====== INPUT MATERIAL

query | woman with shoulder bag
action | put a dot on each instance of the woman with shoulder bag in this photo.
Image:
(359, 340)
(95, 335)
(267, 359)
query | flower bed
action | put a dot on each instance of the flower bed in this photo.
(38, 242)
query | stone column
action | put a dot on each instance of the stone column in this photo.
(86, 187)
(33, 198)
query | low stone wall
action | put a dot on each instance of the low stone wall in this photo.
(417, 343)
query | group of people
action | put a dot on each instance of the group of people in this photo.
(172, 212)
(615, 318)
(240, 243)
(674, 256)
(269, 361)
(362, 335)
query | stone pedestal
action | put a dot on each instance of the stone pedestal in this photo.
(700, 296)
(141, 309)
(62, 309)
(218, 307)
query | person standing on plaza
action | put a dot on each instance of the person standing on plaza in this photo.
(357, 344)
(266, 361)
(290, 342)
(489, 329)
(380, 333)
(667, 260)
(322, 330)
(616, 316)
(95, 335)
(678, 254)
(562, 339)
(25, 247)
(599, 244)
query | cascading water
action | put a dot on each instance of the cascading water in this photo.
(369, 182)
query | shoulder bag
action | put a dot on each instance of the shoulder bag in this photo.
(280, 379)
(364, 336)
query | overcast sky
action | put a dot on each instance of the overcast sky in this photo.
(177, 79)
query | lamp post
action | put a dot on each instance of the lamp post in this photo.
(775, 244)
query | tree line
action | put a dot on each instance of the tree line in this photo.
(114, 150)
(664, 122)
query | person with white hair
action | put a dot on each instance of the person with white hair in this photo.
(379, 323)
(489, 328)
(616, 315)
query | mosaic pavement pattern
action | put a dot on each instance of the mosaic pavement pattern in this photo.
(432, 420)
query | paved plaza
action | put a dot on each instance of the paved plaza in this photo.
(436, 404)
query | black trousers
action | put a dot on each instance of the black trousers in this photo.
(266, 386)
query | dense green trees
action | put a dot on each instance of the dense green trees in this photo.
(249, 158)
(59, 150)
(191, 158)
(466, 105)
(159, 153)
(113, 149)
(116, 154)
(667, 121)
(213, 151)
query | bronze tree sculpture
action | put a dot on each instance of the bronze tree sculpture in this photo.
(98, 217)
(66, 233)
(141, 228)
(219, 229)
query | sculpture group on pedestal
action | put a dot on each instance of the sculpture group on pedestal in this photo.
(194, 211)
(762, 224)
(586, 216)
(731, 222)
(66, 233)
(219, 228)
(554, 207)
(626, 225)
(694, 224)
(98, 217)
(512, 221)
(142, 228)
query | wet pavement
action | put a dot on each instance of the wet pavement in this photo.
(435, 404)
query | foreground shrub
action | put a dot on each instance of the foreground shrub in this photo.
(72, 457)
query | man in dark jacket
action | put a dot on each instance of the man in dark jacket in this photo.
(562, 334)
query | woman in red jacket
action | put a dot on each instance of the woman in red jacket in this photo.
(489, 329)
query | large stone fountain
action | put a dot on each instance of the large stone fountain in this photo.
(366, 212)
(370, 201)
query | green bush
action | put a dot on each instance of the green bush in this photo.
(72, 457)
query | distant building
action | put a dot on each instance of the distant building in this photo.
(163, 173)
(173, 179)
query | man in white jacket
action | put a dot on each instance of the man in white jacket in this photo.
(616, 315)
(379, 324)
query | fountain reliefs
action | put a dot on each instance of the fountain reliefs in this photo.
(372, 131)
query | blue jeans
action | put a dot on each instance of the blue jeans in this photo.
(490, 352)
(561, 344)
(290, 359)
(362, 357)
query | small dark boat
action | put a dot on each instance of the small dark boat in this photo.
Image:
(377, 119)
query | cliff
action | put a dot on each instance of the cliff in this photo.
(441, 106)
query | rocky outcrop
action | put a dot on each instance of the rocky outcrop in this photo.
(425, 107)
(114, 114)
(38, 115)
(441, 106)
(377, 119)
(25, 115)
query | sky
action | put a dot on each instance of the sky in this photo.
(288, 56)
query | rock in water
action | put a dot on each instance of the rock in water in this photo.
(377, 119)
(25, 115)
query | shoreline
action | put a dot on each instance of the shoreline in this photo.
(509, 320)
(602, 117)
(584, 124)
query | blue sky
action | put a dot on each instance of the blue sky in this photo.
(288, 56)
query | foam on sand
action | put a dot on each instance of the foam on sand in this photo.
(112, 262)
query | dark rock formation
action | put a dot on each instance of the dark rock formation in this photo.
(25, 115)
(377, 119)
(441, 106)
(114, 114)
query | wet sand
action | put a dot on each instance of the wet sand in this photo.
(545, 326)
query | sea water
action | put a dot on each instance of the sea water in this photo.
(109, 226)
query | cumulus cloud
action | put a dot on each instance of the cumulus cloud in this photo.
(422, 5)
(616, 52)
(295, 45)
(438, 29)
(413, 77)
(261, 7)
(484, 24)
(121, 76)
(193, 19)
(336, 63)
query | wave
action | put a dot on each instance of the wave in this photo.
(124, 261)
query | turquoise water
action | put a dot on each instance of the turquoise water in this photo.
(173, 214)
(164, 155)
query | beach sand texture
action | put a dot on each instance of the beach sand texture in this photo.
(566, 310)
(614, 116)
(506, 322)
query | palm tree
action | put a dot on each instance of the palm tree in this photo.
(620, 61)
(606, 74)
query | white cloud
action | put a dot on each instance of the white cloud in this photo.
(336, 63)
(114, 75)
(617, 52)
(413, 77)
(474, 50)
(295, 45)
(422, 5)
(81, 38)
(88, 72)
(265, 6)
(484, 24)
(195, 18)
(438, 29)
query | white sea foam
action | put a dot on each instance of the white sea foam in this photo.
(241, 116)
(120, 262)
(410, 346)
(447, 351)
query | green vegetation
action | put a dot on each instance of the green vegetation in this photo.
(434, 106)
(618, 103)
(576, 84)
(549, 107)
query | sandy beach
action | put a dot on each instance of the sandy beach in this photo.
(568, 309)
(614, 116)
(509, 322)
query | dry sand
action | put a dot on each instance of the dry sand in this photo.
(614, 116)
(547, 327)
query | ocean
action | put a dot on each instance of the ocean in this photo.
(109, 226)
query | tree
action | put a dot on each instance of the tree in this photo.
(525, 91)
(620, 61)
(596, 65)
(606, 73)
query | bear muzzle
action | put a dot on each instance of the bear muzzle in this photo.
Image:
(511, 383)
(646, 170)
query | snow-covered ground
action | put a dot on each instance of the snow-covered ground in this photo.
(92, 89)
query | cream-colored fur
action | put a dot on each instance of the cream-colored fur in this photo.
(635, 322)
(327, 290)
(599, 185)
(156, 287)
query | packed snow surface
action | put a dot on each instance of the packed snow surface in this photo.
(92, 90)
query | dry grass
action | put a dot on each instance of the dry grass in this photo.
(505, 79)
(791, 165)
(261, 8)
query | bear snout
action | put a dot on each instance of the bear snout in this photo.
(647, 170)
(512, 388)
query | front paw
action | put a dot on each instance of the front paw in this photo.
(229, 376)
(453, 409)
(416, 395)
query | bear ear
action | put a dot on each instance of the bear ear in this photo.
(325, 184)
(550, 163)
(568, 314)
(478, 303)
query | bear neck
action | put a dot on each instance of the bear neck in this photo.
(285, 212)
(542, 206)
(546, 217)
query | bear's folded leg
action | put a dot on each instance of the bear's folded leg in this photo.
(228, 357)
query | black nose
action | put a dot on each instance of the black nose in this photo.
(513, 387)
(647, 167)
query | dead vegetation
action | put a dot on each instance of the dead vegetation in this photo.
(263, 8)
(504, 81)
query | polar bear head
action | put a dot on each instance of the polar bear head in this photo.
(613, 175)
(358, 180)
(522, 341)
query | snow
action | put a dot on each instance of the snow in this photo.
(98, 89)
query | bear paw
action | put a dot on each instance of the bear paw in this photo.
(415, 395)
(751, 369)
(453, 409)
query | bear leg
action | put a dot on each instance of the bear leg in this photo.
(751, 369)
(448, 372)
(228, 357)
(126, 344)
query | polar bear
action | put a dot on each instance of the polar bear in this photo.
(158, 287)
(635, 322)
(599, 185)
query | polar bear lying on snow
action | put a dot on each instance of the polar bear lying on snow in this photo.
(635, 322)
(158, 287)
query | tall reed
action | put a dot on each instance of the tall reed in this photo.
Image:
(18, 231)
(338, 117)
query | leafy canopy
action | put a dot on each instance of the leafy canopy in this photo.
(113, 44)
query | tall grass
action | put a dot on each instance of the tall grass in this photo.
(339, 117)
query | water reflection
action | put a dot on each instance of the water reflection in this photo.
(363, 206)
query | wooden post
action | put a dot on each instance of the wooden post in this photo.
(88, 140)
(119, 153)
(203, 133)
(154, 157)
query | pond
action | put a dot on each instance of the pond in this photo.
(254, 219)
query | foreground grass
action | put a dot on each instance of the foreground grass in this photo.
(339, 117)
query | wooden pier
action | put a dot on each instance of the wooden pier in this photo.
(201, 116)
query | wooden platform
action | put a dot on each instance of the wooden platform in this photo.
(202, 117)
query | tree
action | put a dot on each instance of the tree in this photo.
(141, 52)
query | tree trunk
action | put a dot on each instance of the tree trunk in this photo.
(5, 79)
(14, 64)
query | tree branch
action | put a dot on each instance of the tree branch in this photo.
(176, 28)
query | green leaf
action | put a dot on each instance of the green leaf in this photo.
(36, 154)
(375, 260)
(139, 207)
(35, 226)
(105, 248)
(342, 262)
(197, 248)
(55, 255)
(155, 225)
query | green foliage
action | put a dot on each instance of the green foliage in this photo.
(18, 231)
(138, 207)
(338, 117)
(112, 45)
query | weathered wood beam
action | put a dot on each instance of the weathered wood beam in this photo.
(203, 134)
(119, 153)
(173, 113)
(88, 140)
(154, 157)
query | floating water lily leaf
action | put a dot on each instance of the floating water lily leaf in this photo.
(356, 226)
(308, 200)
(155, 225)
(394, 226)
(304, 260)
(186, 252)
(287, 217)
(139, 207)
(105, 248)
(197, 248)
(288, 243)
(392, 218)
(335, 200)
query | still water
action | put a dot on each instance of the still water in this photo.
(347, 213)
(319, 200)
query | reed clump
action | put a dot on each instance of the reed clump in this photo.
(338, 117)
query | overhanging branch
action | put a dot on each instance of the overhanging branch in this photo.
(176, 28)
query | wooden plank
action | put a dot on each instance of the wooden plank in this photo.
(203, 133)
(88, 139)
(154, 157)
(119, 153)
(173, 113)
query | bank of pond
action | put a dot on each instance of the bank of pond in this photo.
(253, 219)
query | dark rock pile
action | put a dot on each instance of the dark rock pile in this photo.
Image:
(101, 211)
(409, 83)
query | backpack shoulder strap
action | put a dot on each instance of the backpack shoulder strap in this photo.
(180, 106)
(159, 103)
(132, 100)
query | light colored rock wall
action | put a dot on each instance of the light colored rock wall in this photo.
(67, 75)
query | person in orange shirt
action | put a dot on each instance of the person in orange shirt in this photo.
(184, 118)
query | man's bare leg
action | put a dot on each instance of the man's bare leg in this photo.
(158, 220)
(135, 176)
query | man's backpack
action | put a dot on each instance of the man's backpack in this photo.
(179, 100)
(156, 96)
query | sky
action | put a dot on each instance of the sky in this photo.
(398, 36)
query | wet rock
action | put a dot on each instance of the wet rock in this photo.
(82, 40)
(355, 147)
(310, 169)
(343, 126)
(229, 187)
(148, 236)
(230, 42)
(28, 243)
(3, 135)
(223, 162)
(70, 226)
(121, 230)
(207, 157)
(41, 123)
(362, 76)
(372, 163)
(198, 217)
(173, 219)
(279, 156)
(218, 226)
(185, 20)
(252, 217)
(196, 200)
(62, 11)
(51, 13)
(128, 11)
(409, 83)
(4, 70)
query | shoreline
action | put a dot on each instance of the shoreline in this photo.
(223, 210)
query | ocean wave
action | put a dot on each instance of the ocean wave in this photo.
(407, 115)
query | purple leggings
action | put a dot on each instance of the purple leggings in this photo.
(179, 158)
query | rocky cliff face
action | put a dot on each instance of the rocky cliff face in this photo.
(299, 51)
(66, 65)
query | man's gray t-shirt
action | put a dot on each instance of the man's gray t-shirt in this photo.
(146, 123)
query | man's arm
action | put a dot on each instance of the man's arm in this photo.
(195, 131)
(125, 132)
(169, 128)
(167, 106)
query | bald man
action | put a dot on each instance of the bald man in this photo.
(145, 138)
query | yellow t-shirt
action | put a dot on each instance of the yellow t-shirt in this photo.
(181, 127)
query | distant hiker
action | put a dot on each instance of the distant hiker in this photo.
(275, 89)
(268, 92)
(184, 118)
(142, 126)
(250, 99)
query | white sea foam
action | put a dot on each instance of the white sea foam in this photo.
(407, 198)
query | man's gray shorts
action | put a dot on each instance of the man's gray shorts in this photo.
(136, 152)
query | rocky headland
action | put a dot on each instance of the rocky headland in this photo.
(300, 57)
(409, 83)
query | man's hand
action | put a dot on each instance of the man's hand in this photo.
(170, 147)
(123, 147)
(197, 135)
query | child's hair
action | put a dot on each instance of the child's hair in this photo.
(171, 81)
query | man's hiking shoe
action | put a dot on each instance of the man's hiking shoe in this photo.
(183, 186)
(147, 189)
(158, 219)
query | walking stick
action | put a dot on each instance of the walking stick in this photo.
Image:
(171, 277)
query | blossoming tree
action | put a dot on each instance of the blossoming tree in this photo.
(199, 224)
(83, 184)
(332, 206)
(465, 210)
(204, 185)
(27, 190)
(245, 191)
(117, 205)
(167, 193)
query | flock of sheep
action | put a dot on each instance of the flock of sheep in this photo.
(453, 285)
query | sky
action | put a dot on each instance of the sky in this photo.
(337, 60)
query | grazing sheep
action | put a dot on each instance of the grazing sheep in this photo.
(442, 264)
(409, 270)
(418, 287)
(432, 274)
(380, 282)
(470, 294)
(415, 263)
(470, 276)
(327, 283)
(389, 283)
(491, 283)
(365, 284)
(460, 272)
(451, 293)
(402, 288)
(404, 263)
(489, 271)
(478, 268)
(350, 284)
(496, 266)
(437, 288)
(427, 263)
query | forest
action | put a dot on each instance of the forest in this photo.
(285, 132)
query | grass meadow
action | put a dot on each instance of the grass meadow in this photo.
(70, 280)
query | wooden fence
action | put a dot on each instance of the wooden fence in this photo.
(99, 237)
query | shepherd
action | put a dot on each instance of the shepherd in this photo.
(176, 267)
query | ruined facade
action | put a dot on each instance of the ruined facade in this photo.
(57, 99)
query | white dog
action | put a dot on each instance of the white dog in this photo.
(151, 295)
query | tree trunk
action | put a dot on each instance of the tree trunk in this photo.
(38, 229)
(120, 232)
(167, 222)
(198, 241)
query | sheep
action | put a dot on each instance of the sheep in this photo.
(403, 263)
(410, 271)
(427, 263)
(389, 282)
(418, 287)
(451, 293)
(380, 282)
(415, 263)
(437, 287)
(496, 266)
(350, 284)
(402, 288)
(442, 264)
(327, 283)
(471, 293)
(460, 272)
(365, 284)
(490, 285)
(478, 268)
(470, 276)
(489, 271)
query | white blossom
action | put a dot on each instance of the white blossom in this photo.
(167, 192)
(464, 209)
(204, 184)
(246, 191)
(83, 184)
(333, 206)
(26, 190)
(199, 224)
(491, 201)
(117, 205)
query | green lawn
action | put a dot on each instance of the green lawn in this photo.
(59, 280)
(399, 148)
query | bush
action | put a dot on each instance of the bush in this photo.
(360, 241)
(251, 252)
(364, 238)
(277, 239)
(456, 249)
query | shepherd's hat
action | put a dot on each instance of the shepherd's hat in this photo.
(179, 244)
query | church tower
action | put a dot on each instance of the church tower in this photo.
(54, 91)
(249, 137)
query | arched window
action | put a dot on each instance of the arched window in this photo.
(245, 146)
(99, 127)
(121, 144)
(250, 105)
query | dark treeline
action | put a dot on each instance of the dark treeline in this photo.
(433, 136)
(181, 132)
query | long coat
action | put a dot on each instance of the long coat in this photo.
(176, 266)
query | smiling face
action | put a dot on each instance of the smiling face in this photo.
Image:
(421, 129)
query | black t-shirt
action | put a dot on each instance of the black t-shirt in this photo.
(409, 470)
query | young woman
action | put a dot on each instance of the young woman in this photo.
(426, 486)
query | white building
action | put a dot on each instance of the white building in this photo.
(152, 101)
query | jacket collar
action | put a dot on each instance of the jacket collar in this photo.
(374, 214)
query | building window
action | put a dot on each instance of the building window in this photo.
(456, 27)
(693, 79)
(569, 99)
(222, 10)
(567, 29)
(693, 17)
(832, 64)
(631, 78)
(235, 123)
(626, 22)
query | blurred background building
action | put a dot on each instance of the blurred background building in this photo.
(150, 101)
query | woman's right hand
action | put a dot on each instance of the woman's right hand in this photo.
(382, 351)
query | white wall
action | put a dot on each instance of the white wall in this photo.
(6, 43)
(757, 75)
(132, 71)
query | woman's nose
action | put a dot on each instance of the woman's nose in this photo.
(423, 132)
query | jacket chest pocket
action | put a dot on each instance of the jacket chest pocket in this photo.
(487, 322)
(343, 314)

============

**TASK ITEM**
Please report all lines in the entries where "boat" appears.

**TASK RESPONSE**
query | small dark boat
action | put a dot on each instance of the small dark boat in this photo.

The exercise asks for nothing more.